WHAT YOU HAVE TO DO »
Reproduce the entries below, replacing every occurrence of "instance" with "object" and leaving everything else unchanged.

____

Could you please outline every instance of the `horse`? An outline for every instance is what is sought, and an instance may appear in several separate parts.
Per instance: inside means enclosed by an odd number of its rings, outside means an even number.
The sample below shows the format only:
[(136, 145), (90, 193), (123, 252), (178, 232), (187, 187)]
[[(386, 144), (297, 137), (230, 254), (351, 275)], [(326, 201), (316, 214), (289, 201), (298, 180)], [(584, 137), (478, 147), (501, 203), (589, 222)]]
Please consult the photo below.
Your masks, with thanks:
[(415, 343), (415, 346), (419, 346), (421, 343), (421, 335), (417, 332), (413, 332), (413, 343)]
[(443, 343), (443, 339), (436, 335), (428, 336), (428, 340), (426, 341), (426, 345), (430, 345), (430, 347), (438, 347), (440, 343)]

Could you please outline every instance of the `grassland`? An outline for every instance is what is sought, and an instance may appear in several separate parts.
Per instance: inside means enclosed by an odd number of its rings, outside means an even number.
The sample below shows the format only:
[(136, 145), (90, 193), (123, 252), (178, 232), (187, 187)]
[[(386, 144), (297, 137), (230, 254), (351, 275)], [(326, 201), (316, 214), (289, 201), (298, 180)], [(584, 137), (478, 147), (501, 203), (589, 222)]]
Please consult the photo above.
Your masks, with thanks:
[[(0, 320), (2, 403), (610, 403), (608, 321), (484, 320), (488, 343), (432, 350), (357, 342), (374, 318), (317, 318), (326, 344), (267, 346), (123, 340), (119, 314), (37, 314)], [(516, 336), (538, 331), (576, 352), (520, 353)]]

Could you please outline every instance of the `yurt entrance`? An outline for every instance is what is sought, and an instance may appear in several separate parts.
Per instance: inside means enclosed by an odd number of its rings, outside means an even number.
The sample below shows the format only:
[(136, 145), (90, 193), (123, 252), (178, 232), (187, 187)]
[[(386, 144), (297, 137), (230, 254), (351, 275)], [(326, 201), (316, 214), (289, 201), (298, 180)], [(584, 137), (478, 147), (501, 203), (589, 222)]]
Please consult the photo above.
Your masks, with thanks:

____

COMPLETE ANSWER »
Could you please outline every object of the `horse`? An outline for every object is what is sought, and an object may appear in several separate parts.
Per object: inside means enclosed by an odd number of its rings, outside means an even number.
The sample below shows the format only:
[(136, 145), (90, 193), (123, 252), (178, 232), (187, 187)]
[[(386, 144), (297, 137), (230, 254), (351, 275)], [(326, 201), (316, 214), (289, 201), (298, 180)], [(584, 137), (478, 147), (501, 203), (589, 222)]]
Please consult the photo below.
Your masks, with thanks:
[(415, 343), (415, 346), (419, 346), (421, 343), (421, 335), (417, 332), (413, 332), (413, 343)]
[(443, 343), (443, 339), (436, 335), (428, 336), (428, 340), (426, 341), (426, 345), (430, 345), (430, 347), (438, 347), (440, 343)]

Could you please outline every object of the `grassland`? An outline for every object is what is sought, and an object may appear in several separate parts.
Per object: inside means enclosed by an odd number of its rings, outside means an even number.
The sample below shows the format only:
[(136, 145), (90, 193), (123, 252), (178, 232), (187, 187)]
[[(386, 144), (297, 137), (230, 254), (351, 275)], [(326, 201), (316, 214), (289, 201), (298, 180)], [(584, 137), (478, 147), (501, 203), (589, 222)]]
Please consult the photo above.
Your masks, with thanks:
[[(0, 320), (2, 403), (610, 403), (608, 321), (484, 320), (488, 343), (432, 350), (357, 342), (374, 318), (317, 318), (326, 344), (267, 346), (123, 340), (119, 314), (37, 314)], [(516, 336), (538, 331), (576, 352), (520, 353)]]

Could you please outline every object of the `yurt entrance`? An outline for every object is what is sought, and an object may appear in several separate parts.
Per object: inside means enclosed by an odd number of its rings, outside means an even number.
The sample below shows the format only:
[(136, 145), (90, 193), (123, 252), (178, 232), (187, 187)]
[[(386, 144), (297, 137), (230, 254), (351, 275)], [(326, 201), (316, 214), (289, 201), (298, 180)], [(584, 137), (478, 147), (501, 203), (589, 222)]]
Please consult the photo above.
Your masks, with thanks:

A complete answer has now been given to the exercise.